SET TASK ▸ Please write out all of the lines below word for word.

Saved data entries:
#####

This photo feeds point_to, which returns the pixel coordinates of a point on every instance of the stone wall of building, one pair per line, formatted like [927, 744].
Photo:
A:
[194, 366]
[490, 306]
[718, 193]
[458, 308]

#####

SOLUTION ▸
This photo feeds point_to, which returns the pixel coordinates of a point on every instance of the stone wall of building, one pair per line, formatted like [927, 744].
Photo:
A:
[194, 366]
[490, 306]
[718, 193]
[458, 308]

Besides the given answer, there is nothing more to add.